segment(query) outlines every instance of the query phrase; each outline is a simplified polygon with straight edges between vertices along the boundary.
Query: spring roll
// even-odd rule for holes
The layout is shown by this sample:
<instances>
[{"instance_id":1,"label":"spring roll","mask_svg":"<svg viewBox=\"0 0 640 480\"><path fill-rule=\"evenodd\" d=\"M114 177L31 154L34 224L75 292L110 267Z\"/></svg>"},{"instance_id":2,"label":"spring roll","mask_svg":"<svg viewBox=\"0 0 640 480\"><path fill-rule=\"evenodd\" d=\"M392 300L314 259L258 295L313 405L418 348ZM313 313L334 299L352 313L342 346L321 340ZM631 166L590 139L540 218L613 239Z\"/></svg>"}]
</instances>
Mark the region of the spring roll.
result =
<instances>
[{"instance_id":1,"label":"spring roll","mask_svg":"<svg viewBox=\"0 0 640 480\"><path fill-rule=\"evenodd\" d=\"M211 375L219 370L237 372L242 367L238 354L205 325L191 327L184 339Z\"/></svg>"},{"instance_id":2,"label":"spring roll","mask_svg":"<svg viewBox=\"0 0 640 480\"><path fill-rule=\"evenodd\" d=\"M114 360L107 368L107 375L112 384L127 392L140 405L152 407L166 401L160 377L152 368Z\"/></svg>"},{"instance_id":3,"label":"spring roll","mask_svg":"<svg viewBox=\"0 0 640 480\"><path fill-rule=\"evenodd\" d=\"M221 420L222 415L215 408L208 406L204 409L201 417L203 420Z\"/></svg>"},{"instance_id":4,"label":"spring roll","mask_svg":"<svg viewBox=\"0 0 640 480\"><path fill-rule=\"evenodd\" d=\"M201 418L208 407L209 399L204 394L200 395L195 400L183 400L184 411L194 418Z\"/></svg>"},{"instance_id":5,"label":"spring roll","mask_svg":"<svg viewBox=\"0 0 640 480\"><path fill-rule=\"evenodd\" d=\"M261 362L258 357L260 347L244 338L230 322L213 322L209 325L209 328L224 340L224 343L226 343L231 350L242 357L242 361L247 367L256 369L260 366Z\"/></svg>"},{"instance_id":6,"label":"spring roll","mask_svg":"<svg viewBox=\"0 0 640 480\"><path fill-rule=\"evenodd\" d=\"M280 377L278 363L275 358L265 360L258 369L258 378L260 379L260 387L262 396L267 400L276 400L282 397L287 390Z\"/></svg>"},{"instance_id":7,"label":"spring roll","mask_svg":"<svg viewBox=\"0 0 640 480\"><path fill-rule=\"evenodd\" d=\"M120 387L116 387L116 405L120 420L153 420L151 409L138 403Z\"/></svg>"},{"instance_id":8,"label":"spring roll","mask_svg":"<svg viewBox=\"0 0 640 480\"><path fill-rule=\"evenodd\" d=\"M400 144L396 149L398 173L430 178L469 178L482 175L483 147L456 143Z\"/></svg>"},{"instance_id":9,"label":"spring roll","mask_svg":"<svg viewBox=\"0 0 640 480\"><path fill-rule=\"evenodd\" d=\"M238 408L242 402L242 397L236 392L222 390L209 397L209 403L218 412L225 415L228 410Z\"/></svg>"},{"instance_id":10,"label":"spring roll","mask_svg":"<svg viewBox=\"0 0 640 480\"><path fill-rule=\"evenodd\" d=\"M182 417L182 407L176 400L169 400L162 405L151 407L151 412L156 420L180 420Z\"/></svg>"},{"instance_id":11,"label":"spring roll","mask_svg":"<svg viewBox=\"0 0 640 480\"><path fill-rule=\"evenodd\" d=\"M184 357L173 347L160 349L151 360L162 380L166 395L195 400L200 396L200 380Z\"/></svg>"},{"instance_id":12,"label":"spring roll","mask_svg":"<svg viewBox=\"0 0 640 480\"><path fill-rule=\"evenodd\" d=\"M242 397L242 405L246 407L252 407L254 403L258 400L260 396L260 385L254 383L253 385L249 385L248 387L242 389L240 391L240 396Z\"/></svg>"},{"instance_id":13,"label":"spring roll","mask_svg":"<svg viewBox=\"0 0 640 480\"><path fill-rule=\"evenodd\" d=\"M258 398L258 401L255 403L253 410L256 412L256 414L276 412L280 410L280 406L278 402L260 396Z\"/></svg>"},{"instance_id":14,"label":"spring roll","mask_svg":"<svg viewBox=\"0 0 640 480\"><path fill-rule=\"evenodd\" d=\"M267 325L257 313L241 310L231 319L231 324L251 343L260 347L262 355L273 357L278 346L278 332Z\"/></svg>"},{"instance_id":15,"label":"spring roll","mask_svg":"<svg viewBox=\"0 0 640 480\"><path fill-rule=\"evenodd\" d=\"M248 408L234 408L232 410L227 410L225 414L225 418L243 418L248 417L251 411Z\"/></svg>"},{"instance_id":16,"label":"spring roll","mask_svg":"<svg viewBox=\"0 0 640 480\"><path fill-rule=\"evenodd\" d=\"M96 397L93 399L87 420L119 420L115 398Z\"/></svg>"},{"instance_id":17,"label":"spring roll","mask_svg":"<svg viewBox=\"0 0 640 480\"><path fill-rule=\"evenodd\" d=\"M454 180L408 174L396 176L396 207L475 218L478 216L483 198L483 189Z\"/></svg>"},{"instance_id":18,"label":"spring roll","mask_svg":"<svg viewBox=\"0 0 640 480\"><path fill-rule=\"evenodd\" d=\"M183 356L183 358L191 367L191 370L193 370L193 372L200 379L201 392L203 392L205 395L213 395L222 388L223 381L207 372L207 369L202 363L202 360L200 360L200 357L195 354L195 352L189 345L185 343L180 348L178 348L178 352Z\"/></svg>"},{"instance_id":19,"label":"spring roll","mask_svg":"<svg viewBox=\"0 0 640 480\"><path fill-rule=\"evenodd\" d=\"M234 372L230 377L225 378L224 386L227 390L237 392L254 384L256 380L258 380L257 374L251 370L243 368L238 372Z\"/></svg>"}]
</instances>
* * * * * * *
- _How to complete this task_
The records above must be printed again in full, exactly as written.

- _Answer to this problem_
segment(query) outlines every instance of the query phrase; each outline is a simplified polygon with straight edges between vertices along the boundary.
Query: spring roll
// even-odd rule for holes
The layout is shown by this sample:
<instances>
[{"instance_id":1,"label":"spring roll","mask_svg":"<svg viewBox=\"0 0 640 480\"><path fill-rule=\"evenodd\" d=\"M114 177L31 154L34 224L75 292L110 267Z\"/></svg>"},{"instance_id":2,"label":"spring roll","mask_svg":"<svg viewBox=\"0 0 640 480\"><path fill-rule=\"evenodd\" d=\"M392 300L314 259L258 295L313 405L418 348ZM313 313L334 299L352 313L342 346L321 340ZM631 166L590 139L540 218L613 239Z\"/></svg>"}]
</instances>
Mark the region of the spring roll.
result =
<instances>
[{"instance_id":1,"label":"spring roll","mask_svg":"<svg viewBox=\"0 0 640 480\"><path fill-rule=\"evenodd\" d=\"M211 375L219 370L237 372L242 367L238 354L205 325L191 327L184 339Z\"/></svg>"},{"instance_id":2,"label":"spring roll","mask_svg":"<svg viewBox=\"0 0 640 480\"><path fill-rule=\"evenodd\" d=\"M114 360L107 368L107 375L112 384L127 392L140 405L152 407L166 401L160 377L152 368Z\"/></svg>"},{"instance_id":3,"label":"spring roll","mask_svg":"<svg viewBox=\"0 0 640 480\"><path fill-rule=\"evenodd\" d=\"M221 420L222 415L215 408L208 406L204 409L201 417L203 420Z\"/></svg>"},{"instance_id":4,"label":"spring roll","mask_svg":"<svg viewBox=\"0 0 640 480\"><path fill-rule=\"evenodd\" d=\"M201 418L208 407L209 399L204 394L200 395L195 400L183 400L184 411L194 418Z\"/></svg>"},{"instance_id":5,"label":"spring roll","mask_svg":"<svg viewBox=\"0 0 640 480\"><path fill-rule=\"evenodd\" d=\"M261 362L258 357L260 347L244 338L230 322L213 322L209 325L209 328L224 340L224 343L226 343L231 350L242 357L242 361L247 367L256 369L260 366Z\"/></svg>"},{"instance_id":6,"label":"spring roll","mask_svg":"<svg viewBox=\"0 0 640 480\"><path fill-rule=\"evenodd\" d=\"M280 377L278 363L275 358L265 360L258 369L258 378L260 379L260 387L262 396L267 400L276 400L282 397L287 390Z\"/></svg>"},{"instance_id":7,"label":"spring roll","mask_svg":"<svg viewBox=\"0 0 640 480\"><path fill-rule=\"evenodd\" d=\"M120 387L116 387L116 405L120 420L153 420L151 409L138 403Z\"/></svg>"},{"instance_id":8,"label":"spring roll","mask_svg":"<svg viewBox=\"0 0 640 480\"><path fill-rule=\"evenodd\" d=\"M400 144L396 149L398 173L430 178L469 178L482 175L483 147L456 143Z\"/></svg>"},{"instance_id":9,"label":"spring roll","mask_svg":"<svg viewBox=\"0 0 640 480\"><path fill-rule=\"evenodd\" d=\"M238 408L242 402L242 397L236 392L222 390L209 397L209 403L218 412L225 415L228 410Z\"/></svg>"},{"instance_id":10,"label":"spring roll","mask_svg":"<svg viewBox=\"0 0 640 480\"><path fill-rule=\"evenodd\" d=\"M182 417L182 407L176 400L169 400L162 405L151 407L151 412L156 420L180 420Z\"/></svg>"},{"instance_id":11,"label":"spring roll","mask_svg":"<svg viewBox=\"0 0 640 480\"><path fill-rule=\"evenodd\" d=\"M184 357L173 347L160 349L151 360L162 380L166 395L195 400L200 396L200 380Z\"/></svg>"},{"instance_id":12,"label":"spring roll","mask_svg":"<svg viewBox=\"0 0 640 480\"><path fill-rule=\"evenodd\" d=\"M242 397L242 405L246 407L252 407L254 403L258 400L260 396L260 385L254 383L253 385L249 385L248 387L242 389L240 391L240 396Z\"/></svg>"},{"instance_id":13,"label":"spring roll","mask_svg":"<svg viewBox=\"0 0 640 480\"><path fill-rule=\"evenodd\" d=\"M258 398L258 401L255 403L253 410L256 412L256 414L276 412L280 410L280 406L278 402L260 396Z\"/></svg>"},{"instance_id":14,"label":"spring roll","mask_svg":"<svg viewBox=\"0 0 640 480\"><path fill-rule=\"evenodd\" d=\"M267 325L257 313L241 310L231 319L231 324L251 343L260 347L262 355L273 357L278 346L278 332Z\"/></svg>"},{"instance_id":15,"label":"spring roll","mask_svg":"<svg viewBox=\"0 0 640 480\"><path fill-rule=\"evenodd\" d=\"M248 408L234 408L232 410L227 410L225 414L225 418L243 418L248 417L251 411Z\"/></svg>"},{"instance_id":16,"label":"spring roll","mask_svg":"<svg viewBox=\"0 0 640 480\"><path fill-rule=\"evenodd\" d=\"M96 397L93 399L87 420L119 420L115 398Z\"/></svg>"},{"instance_id":17,"label":"spring roll","mask_svg":"<svg viewBox=\"0 0 640 480\"><path fill-rule=\"evenodd\" d=\"M454 180L408 174L396 176L396 207L475 218L478 216L483 198L483 189Z\"/></svg>"},{"instance_id":18,"label":"spring roll","mask_svg":"<svg viewBox=\"0 0 640 480\"><path fill-rule=\"evenodd\" d=\"M183 356L183 358L191 367L191 370L193 370L193 372L200 379L201 392L203 392L205 395L213 395L222 388L223 381L207 372L207 369L202 363L202 360L200 360L200 357L195 354L195 352L189 345L185 343L180 348L178 348L178 352Z\"/></svg>"},{"instance_id":19,"label":"spring roll","mask_svg":"<svg viewBox=\"0 0 640 480\"><path fill-rule=\"evenodd\" d=\"M234 372L230 377L225 378L224 386L227 390L237 392L254 384L256 380L258 380L257 374L251 370L243 368L238 372Z\"/></svg>"}]
</instances>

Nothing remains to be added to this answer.